▸ **Okunacak Metin**
┄┄┄┄┄┄

Aşktan ve hayattan intikam alan kadın

Üzerinde sade uzun beyaz bir tuvalet, göğsünde ise yalnızca pırlanta bir kolye vardı.

Haberin Devamı

Genç kadın salona girdiği anda bütün bakışlar ona çevrildi.
Şafak mavisi gözleri, fildişi gibi teni, kiraz kırmızısı dudaklarıyla bu ilgiyi fazlasıyla hak ediyordu. Adı, Marilyn Monreo’ydu...
Koluna girdiği uzun boylu, gözlüklü erkek ise tedirgindi...
Oysa yüzlerce kişi aslında onu yani Arthur Miller’i Pulitzer Ödülü’nü alırken alkışlamak için toplanmıştı salona...
Uzaktan bakıldığında çok garip bir çift oluşturuyorlardı. Muhteşem bir güzellikle, olağanüstü bir zekanın birlikteliğini temsil ediyorlardı tam anlamıyla.

┄┄┄┄┄┄

▸ **Veri Satırları**
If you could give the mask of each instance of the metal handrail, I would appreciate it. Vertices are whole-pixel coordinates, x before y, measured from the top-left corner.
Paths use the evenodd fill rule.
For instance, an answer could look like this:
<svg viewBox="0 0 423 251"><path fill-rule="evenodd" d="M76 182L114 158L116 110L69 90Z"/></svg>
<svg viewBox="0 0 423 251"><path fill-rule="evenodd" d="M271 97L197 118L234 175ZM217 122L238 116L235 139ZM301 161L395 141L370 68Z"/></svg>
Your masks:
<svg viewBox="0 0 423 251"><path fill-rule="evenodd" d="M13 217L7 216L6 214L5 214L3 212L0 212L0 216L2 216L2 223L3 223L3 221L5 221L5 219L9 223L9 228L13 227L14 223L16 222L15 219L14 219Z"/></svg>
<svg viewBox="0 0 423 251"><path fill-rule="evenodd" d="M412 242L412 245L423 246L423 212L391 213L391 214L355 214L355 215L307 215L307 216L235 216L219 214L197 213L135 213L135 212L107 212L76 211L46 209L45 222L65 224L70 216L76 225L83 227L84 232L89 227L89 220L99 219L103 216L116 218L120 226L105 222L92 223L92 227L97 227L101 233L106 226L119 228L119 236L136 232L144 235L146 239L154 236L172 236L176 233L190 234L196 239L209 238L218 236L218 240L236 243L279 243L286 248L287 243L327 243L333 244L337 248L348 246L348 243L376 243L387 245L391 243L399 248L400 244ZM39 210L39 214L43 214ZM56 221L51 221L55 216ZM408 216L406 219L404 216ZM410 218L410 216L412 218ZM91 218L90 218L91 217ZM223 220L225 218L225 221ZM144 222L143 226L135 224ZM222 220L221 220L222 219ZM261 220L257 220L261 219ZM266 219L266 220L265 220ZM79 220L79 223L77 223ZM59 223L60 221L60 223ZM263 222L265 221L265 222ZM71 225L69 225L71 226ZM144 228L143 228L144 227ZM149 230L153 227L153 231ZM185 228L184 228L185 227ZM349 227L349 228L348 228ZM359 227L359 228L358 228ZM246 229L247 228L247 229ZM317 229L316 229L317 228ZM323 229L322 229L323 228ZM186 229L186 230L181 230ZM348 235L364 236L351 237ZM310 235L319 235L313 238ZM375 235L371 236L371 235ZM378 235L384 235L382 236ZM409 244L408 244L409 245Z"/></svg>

┄┄┄┄┄┄

▸ **Alıştırma Koşulları**
[A] Okunacak metnin "Üzerinde sade uzun" ifadesinden başlayıp "Adı, Marilyn Monreo’ydu..." ifadesine kadar (bu ifade de dahil) olan kısmını harfi harfine yazıya geçirin.
[B] Girdilerin başından "217L7 216L6 214L5" ifadesini içeren satıra kadar (bu satır da dahil) olan satırları JSON dizelerinden oluşan bir liste olarak verin. Her satır için bir dize yazın ve boş satırları atlayın.

▸ **Tamamlanmış Alıştırma**
[A]
Üzerinde sade uzun beyaz bir tuvalet, göğsünde ise yalnızca pırlanta bir kolye vardı.

Haberin Devamı

Genç kadın salona girdiği anda bütün bakışlar ona çevrildi.
Şafak mavisi gözleri, fildişi gibi teni, kiraz kırmızısı dudaklarıyla bu ilgiyi fazlasıyla hak ediyordu. Adı, Marilyn Monreo’ydu...

[B]
[
  "If you could give the mask of each instance of the metal handrail, I would appreciate it. Vertices are whole-pixel coordinates, x before y, measured from the top-left corner.",
  "Paths use the evenodd fill rule.",
  "For instance, an answer could look like this:",
  "<svg viewBox=\"0 0 423 251\"><path fill-rule=\"evenodd\" d=\"M76 182L114 158L116 110L69 90Z\"/></svg>",
  "<svg viewBox=\"0 0 423 251\"><path fill-rule=\"evenodd\" d=\"M271 97L197 118L234 175ZM217 122L238 116L235 139ZM301 161L395 141L370 68Z\"/></svg>",
  "Your masks:",
  "<svg viewBox=\"0 0 423 251\"><path fill-rule=\"evenodd\" d=\"M13 217L7 216L6 214L5 214L3 212L0 212L0 216L2 216L2 223L3 223L3 221L5 221L5 219L9 223L9 228L13 227L14 223L16 222L15 219L14 219Z\"/></svg>"
]